Textauszug:

Wahlkampfauftakt AfD plant geheimes Treffen in Krefeld

Krefeld · Mit Wurfsendungen unter der Überschrift "Krefelder Post. Kritisch - informativ - alternativ" wirbt die AfD für eine Wahlkampfveranstaltung in Krefeld. Der Ort soll bis einen Tag vor der Veranstaltung am 19. April geheim bleiben.

Wie berichtet, hat es die AfD in Krefeld nicht geschafft, Direktkandidaten für die beiden Krefelder Wahlkreise aufzustellen. Die Partei bekam nicht die nötigen 100 Unterstützer-Unterschriften je Kandidat zusammen.

Für die Krefelder Veranstaltung ist auch eine der umstrittensten Gestalten der AfD angekündigt: Beatrix von Storch, die als Euro-Skeptikerin im Europäischen Parlament sitzt und bekanntlich mit Äußerungen über Schüsse auf Flüchtlinge, auch auf Frauen und Kinder, bundesweit für Empörung gesorgt hat.

Die AfD, die in Krefeld kommunalpolitisch bedeutungslos ist, nimmt in ihrer Postille auch zu lokalen Themen Stellung. Den Bau der Moschee an der Gladbacher Straße lehnt die AfD ab; die im Grundgesetz garantierte Religionsfreiheit wird wiederum ausdrücklich bejaht, so dass der Widerspruch bleibt, wie man ein Projekt, das nach deutschem Recht und Grundgesetz zulässig ist, verhindern will.

Datenauszug:
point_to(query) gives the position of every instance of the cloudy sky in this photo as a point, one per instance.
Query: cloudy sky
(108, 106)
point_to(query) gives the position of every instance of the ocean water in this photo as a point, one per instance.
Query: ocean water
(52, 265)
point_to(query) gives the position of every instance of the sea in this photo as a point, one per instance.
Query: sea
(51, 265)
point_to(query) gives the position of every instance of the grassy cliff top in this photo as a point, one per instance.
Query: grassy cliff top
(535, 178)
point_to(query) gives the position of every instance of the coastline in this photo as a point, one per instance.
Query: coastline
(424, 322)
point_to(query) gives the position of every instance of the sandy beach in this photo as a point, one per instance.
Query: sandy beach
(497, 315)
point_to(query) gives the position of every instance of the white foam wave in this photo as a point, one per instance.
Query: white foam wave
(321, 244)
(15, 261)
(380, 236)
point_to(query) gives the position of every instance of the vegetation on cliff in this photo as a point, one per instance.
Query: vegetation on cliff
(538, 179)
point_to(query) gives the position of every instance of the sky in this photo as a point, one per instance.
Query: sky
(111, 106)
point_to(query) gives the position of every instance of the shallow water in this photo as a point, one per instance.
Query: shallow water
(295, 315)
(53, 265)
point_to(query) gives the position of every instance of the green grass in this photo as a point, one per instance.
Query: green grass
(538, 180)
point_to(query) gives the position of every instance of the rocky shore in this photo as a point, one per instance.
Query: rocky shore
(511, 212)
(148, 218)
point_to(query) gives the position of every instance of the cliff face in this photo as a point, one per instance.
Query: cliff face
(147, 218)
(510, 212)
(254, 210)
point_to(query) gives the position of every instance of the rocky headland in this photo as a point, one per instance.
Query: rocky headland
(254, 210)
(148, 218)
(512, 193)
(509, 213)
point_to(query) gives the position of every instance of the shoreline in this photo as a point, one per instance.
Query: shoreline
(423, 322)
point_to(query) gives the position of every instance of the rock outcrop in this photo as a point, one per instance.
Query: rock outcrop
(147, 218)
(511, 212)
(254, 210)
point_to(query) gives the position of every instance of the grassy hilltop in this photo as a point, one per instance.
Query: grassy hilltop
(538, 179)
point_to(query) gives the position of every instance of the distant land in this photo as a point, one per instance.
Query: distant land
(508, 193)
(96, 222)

Aufgaben:
1. Wie viele Unterstützer-Unterschriften je Kandidat hätte die AfD laut dem Artikel über die AfD-Veranstaltung in Krefeld gebraucht?
2. Führen Sie den Artikel über die AfD-Veranstaltung in Krefeld im Anschluss an seinen letzten Satz weiter.

Lösungen:
1. 100

2.
Beim Baugebiet an der Violstraße wird eine Überdimensionierung des Gewerbeanteils kritisiert - das Thema ist in der Bezirksvertretung längst mit Anwohnern behandelt und weitergetrieben. Landespolitisch kritisiert die AfD die Abschaffung des dreigliedrigen Schulwesens, die Einführung der Gesamtschule sowie der Inklusion; beklagt wird eine "staatlich verordnete Vereinheitlichung" im Bildungswesen. Als "Alleinstellungsmerkmal" wertet die AfD die Forderung nach der "Bildung jedes einzelnen Kindes nach individueller Begabung" - was daran Alleinstellungsmerkmal sein soll, bleibt rätselhaft. Alle Bildungspolitiker fordern dies.

Wie alle Parteien ist die AfD gegen "unkontrollierte Zuwanderung". SPD-Kanzlerkandidat Martin Schulz wird für seine pro-europäische Haltung und als "Meister des Kungelns und undurchsichtiger Machtspielchen" angegriffen - Phänomene, die der AfD auf Bundes-, Landes- und kommunaler Ebene vertraut sein dürften, wenn man an den Zerfall der AfD in Krefeld und die Macht- und Flügelkämpfe der AfD in Bund und Ländern denkt.

In einem Interview mit dem Krefelder AfD-Mitglied Martin Vincentz über das Selbstverständnis seiner Partei skizziert er die AfD als eine Alternative zu den "Alt-Parteien" - zuletzt hätten die Grünen diese Rolle eingenommen und die etablierten Parteien aus ihrer Bequemlichkeit herausgerissen.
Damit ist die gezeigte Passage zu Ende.